Requirements →
Render every line of the material below as a JSON list of strings, one string per line, skipping blank lines. Leave the pictures out of the answer.

Image box annotation records
┌──

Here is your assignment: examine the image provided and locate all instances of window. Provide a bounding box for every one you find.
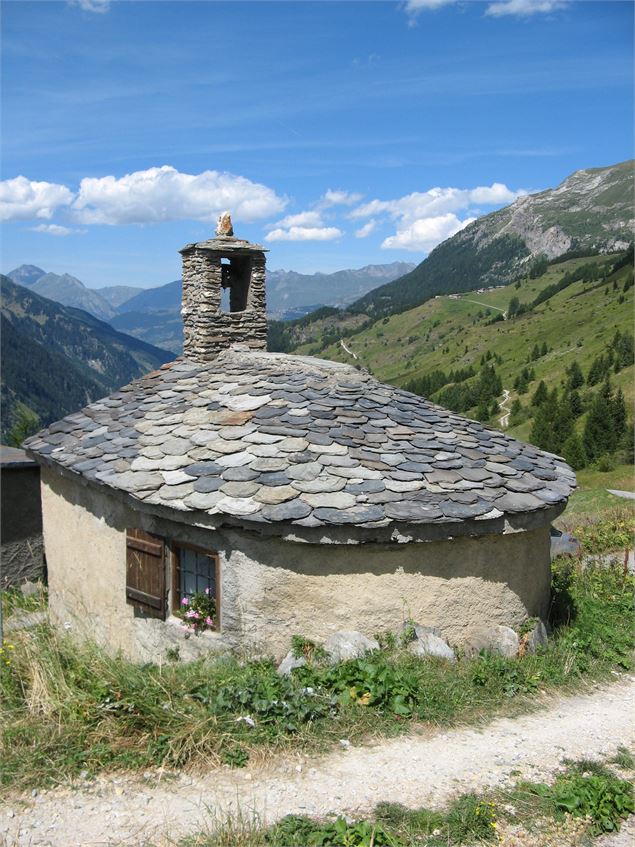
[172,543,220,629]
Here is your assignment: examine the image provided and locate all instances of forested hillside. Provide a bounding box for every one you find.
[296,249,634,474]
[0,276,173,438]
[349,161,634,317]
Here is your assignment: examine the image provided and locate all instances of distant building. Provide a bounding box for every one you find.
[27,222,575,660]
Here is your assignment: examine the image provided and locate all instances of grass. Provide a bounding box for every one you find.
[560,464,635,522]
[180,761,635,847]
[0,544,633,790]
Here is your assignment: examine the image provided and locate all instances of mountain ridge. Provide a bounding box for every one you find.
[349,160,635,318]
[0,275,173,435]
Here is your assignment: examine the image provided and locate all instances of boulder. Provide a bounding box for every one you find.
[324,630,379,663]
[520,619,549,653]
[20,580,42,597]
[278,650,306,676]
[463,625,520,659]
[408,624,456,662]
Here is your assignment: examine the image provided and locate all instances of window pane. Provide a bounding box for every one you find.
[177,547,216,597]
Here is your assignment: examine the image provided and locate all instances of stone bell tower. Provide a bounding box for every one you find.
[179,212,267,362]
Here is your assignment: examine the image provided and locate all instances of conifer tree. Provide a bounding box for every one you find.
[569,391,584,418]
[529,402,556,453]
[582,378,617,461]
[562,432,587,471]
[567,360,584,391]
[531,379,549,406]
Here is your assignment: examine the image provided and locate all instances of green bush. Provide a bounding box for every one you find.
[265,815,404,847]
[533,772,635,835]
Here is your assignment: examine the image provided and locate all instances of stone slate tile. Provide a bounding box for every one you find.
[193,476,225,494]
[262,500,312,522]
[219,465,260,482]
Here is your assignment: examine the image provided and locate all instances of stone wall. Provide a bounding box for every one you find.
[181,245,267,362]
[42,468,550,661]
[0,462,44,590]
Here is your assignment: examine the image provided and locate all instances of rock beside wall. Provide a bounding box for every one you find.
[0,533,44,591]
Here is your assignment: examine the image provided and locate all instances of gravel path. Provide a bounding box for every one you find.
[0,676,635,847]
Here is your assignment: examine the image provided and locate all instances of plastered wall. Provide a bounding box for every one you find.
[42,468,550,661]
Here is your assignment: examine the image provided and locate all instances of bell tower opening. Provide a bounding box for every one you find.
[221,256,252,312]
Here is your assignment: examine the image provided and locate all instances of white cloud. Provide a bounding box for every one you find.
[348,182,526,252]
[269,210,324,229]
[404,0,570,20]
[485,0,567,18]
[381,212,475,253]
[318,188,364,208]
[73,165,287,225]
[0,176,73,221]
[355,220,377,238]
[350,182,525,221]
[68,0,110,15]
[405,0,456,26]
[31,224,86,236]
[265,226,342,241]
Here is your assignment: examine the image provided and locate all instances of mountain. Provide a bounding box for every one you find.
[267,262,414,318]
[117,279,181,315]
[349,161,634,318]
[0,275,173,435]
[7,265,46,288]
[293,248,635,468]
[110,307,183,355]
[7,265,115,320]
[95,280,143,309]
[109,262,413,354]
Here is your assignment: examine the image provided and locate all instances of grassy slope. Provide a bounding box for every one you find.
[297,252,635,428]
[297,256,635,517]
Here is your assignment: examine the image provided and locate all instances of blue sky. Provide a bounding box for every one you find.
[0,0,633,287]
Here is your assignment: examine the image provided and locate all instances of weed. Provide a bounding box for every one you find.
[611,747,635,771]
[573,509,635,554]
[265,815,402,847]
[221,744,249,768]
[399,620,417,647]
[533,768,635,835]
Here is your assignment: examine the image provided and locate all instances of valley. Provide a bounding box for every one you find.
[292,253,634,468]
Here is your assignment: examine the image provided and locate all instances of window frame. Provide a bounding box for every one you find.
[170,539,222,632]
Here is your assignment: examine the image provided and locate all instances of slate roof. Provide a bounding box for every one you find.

└──

Final answer →
[
  "Here is your assignment: examine the image provided and locate all instances of window. Provide a bounding box for every one you find.",
  "[172,543,220,629]",
  "Here is your assignment: examine the image provided and locate all instances of forested hillside. Provide a bounding box for every one you find.",
  "[296,249,634,474]",
  "[0,276,173,438]",
  "[349,161,634,317]",
  "Here is your assignment: examine the image provided and locate all instances of distant building. Provide a bounding box for every one you find.",
  "[27,222,575,660]",
  "Here is your assignment: examine the image provided and locate all instances of grass. Provide a bounding box for every one you find.",
  "[560,464,635,522]",
  "[180,761,635,847]",
  "[0,544,633,790]",
  "Here is your assignment: examine the image provided and locate all instances of mountain ridge. Provide a bounding box for every one you find.",
  "[349,160,635,318]",
  "[0,275,173,435]",
  "Here is your assignment: examine the image provided and locate all instances of boulder. Provide a bounding box for every one you find.",
  "[324,630,379,663]",
  "[520,619,549,653]",
  "[20,580,42,597]",
  "[278,650,306,676]",
  "[463,625,520,659]",
  "[408,624,456,662]",
  "Here is your assignment: examine the image provided and locate all instances of window pane. Provide a bounding box for every one you find.",
  "[177,547,216,597]",
  "Here is your assignment: examine the image provided and locate all instances of stone bell tower. Provide a bounding box for every one you find.",
  "[179,212,267,362]",
  "Here is your assignment: examine the image provided and locate all instances of conifer tree. Provide a bounding box for every one you find.",
  "[569,391,584,418]",
  "[529,402,556,453]",
  "[582,378,617,461]",
  "[562,432,587,471]",
  "[567,360,584,391]",
  "[531,379,549,406]",
  "Here is your assignment: examine the image provided and locate all instances of green bush. Provide a bounding box for every one you find.",
  "[265,815,404,847]",
  "[533,772,635,835]",
  "Here is your assignment: examine the image provided and locate all instances of stone slate tile. Provide a bounding box for every one you find.",
  "[193,476,225,494]",
  "[262,500,312,522]",
  "[219,465,260,482]",
  "Here is your assignment: examine the image provided and locate all instances of stone wall. Provide a bounding box for every one you find.",
  "[181,245,267,362]",
  "[42,468,550,661]",
  "[0,462,44,590]",
  "Here is your assignment: examine the image provided and locate all instances of rock beside wall. Provide a bounding box for every one you find.",
  "[0,533,44,591]",
  "Here is your assignment: examine the image provided and locate all instances of gravel path. Provide a bounding box for every one you find.",
  "[0,676,635,847]",
  "Here is your assignment: examine the image provided and locate all instances of plastered wall. Provide a bounding box for every one you find.",
  "[42,468,550,661]",
  "Here is your assignment: examine the image provided and locate all instances of bell tower opening. Provide a bounding box for every one you find.",
  "[221,256,252,312]",
  "Here is your assignment: examine the image provided and locate all instances of white cloud. Provide a bounding box for every one you find.",
  "[348,182,526,252]",
  "[269,210,324,229]",
  "[404,0,570,20]",
  "[485,0,567,18]",
  "[381,212,475,253]",
  "[318,188,364,208]",
  "[73,165,287,225]",
  "[0,176,73,221]",
  "[355,220,377,238]",
  "[350,182,525,221]",
  "[68,0,110,15]",
  "[405,0,456,26]",
  "[31,224,86,236]",
  "[265,226,342,241]",
  "Here is your assignment: examine the image provided and locate all instances of mountain. Provide a bounding box for every one you find.",
  "[267,262,414,318]",
  "[117,279,181,315]",
  "[349,161,634,318]",
  "[0,275,173,435]",
  "[7,265,46,288]",
  "[293,248,635,468]",
  "[110,307,183,355]",
  "[7,265,115,320]",
  "[95,280,143,309]",
  "[109,262,413,354]",
  "Here is your assignment: examine the image provided and locate all instances of grassy slope. Provide a bounding box for every one you find.",
  "[297,252,635,428]",
  "[297,256,635,517]",
  "Here is your assignment: examine the image provided and locate all instances of blue sky. Provide a bounding box for every one you find.",
  "[0,0,633,287]",
  "Here is your assignment: examine the image provided and locate all instances of weed. Provide a bounding box for every one you find.",
  "[611,747,635,771]",
  "[573,509,635,554]",
  "[265,815,402,847]",
  "[221,744,249,768]",
  "[399,620,417,647]",
  "[533,768,635,835]",
  "Here is your assignment: examine the image provided and locate all instances of valley. Provide a bounding box for every one you find.",
  "[292,253,634,468]",
  "Here is your assignment: examine the image provided and locate all instances of window frame. Provide a bounding box for every one you find.",
  "[170,539,222,632]",
  "Here is your assignment: examine the image provided and locate all instances of slate roof. Provide a bounding box for every one you find."
]